Consigne | Recopiez, dans l'extrait sur les chantiers de démantèlement, tout ce qui va de « Parallèlement, si dans » jusqu'à « des toxiques majeurs. ».

Extrait du texte |

----

Parallèlement, si dans les années 1970, des pays comme l'Espagne et la Grande-Bretagne avaient développé des chantiers de démantèlement hautement mécanisés, ce sont les chantiers asiatiques (Inde en tête) qui, dès le début des années 1980 ont pris le relais dans le cadre de stratégies de sous-traitance des firmes multinationales de l'acier, en cassant les prix, sans investissement majeur, en employant une main d'œuvre nombreuse, sous payée et livrée sans défense à une grave surexposition à des toxiques majeurs.

Devant les protestations internationales quelques mesures ont été prises, dérisoires, par exemple des panneaux - en anglais - appelant à respecter la sécurité (No safety, Know pain. Know safety, No pain), des casques ont été distribués. Rien à voir avec les investissements lourds qu'implique un chantier de désamiantage, sans parler de la prévention face aux autres polluants.

----

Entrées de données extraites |
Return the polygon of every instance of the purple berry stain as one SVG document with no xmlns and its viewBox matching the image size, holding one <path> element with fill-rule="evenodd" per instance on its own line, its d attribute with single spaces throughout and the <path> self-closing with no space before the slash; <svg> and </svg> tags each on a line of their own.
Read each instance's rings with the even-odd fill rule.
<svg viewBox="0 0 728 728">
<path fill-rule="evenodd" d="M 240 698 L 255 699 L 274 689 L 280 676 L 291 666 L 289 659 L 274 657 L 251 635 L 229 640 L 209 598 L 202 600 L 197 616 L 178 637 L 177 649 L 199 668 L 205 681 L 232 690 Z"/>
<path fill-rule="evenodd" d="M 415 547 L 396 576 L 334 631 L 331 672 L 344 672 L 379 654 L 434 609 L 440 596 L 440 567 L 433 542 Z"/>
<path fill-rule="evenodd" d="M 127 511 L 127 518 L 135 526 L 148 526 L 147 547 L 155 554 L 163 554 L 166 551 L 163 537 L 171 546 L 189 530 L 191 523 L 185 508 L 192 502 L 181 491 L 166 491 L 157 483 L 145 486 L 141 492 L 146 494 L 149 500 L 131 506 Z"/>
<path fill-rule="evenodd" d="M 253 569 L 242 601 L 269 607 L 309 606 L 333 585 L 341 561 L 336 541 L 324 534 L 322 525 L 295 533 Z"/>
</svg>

----

Espace de réponse |
Parallèlement, si dans les années 1970, des pays comme l'Espagne et la Grande-Bretagne avaient développé des chantiers de démantèlement hautement mécanisés, ce sont les chantiers asiatiques (Inde en tête) qui, dès le début des années 1980 ont pris le relais dans le cadre de stratégies de sous-traitance des firmes multinationales de l'acier, en cassant les prix, sans investissement majeur, en employant une main d'œuvre nombreuse, sous payée et livrée sans défense à une grave surexposition à des toxiques majeurs.